**Texto fornecido:**
'''

Discurso do Arcebispo de Braga na abertura das Jornadas da Cultura

Religião, Igreja e Sociedade

São muitas as iniciativas promovidas pela Igreja nos mais variados âmbitos da vida humana. As primeiras Jornadas da Cultura sobre “Religião, Igreja e Sociedade” inserem-se nesse contexto e manifestam a pertinência do cristianismo no contexto do debate público. Estas Jornadas expressam a urgência dum diálogo permanente entre razão e fé. A história europeia é um claro exemplo da tensão permanente entre estes dois pólos antropológicos, de relação ora divergente ora convergente na procura da Verdade mais autêntica do Homem. Diante das grandes questões que alimentam a discussão pública entre ciência e religião, podemos concluir que a cultura sem a referência à fé perde uma parte da sua fundamentação e a fé sem a compreensão da razão fica privada da racionalidade que a acredita. Quanto a esta interacção é célebre o aforisma de Santo Agostinho: Crede ut intelligas, intellige ut credas.

 

O Santo Padre, na recentíssima Exortação Post-Sinodal «Verbum Domini», integra esta mútua relação através duma certeza e duma proposta. Como certeza Bento XVI sublinha “o vínculo indissolúvel que existe entre a Palavra divina e as Palavra humanas” uma vez que “Deus não se revela ao homem abstractamente, mas assumindo linguagens, imagens, expressões ligadas às diversas culturas. Trata-se duma relação fecunda. Hoje tal relação entra também numa nova fase, devido à propagação e enraizamento da evangelização dentro de diversas culturas e nas mais recentes evoluções da cultura ocidental.” Esta certeza traz para a Igreja uma responsabilidade acrescida: “ reconhecer a importância da cultura como tal para a vida de cada homem” uma vez que ela se apresenta “como um dado constitutivo da experiência humana” (conf. V.D. 109).

'''

**Dados recolhidos:**
'''

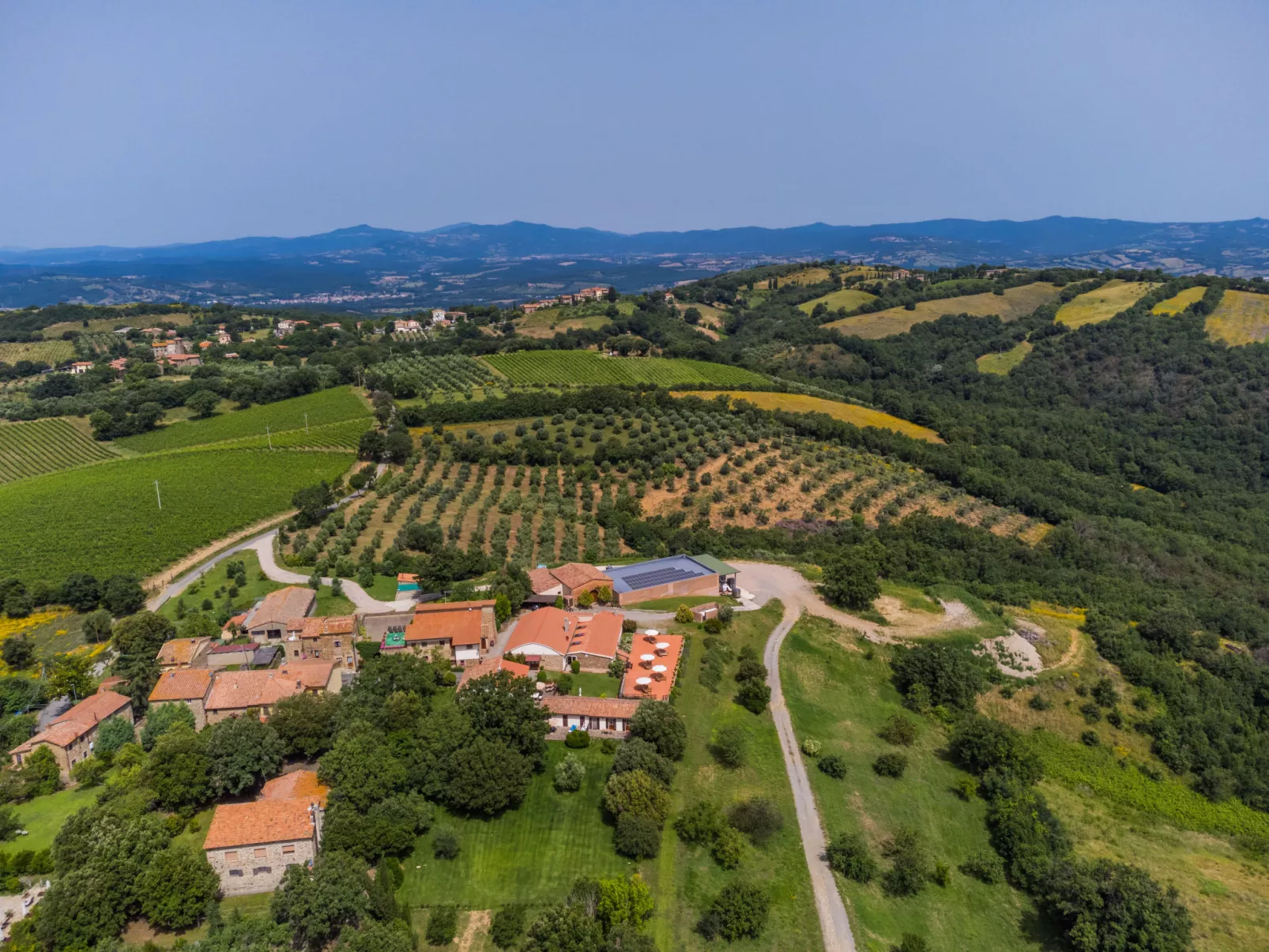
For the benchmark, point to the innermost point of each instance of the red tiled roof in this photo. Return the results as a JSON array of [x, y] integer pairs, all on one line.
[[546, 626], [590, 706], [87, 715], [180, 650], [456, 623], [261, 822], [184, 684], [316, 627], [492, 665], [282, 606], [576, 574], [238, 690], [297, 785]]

'''

**Objetivo 1:**
Transcreve do discurso sobre religião, Igreja e sociedade o trecho que vai de "São muitas as" até "intellige ut credas.".
**Objetivo 2:**
Escreve a continuação do discurso do Arcebispo de Braga sobre religião, Igreja e sociedade, a partir do ponto em que termina.

**Resposta 1:**
São muitas as iniciativas promovidas pela Igreja nos mais variados âmbitos da vida humana. As primeiras Jornadas da Cultura sobre “Religião, Igreja e Sociedade” inserem-se nesse contexto e manifestam a pertinência do cristianismo no contexto do debate público. Estas Jornadas expressam a urgência dum diálogo permanente entre razão e fé. A história europeia é um claro exemplo da tensão permanente entre estes dois pólos antropológicos, de relação ora divergente ora convergente na procura da Verdade mais autêntica do Homem. Diante das grandes questões que alimentam a discussão pública entre ciência e religião, podemos concluir que a cultura sem a referência à fé perde uma parte da sua fundamentação e a fé sem a compreensão da razão fica privada da racionalidade que a acredita. Quanto a esta interacção é célebre o aforisma de Santo Agostinho: Crede ut intelligas, intellige ut credas.

**Resposta 2:**
 

Desta certeza, nem sempre convenientemente interpretada na pastoral, emerge, por parte do Papa, uma proposta que se torna um desafio a concretizar. Se é verdade que ao longo dos séculos, a Palavra de Deus se tornou inspiradora das diversas culturas “gerando valores morais fundamentais, expressões artísticas magníficas e estilos de vida exemplares”, urge potenciar um encontro inédito e sempre renovado da Bíblia e dos grandes princípios do cristianismo com a diversidade das expressões culturais. Necessidade não apenas sociológica mas kerigmática, evangélica e catequética. Por isso, a proposta está em reconhecer a Palavra como estímulo constante para uma verdadeira cultura, na convicção de que “para servir verdadeiramente o homem, cada cultura autêntica deve estar aberta à transcendência e, em última análise, a Deus”. (Conf. V.D. 109)

 

Nesta convergência necessária, que respeita pensamentos e estilos de vida diferentes, situo a perspectiva dos resultados destas Jornadas Culturais. Espero que não sejam mais um conjunto de conferências de garantida qualidade pelo renome dos intervenientes. Ouso esperar que se provoque um encontro verdadeiro que espelhe no presente e projecte no futuro caminhos novos de diálogo entre a fé e razão. O espaço da Arquidiocese está dotado dum conjunto de Instituições Universitárias cujo potencial pode e deve ser aproveitado para desenvolver a inteligência do pensamento, suscitar o encontro e o debate cultural entre as diversas ciências humanas. A Universidade deve estar atenta ao meio cultural que a rodeia para exercer aí a sua missão inteligente de serviço à causa pública. A Igreja, por seu lado, também tem marcado a cultura com a originalidade do seu pensamento nas mais diversificadas manifestações artísticas. Tal como a Universidade, o mundo eclesial precisa sempre de extravasar o âmbito dos espaços sagrados e entrar na vida dos homens, propondo de forma clara e inequívoca a sua concepção acerca do sentido da vida humana.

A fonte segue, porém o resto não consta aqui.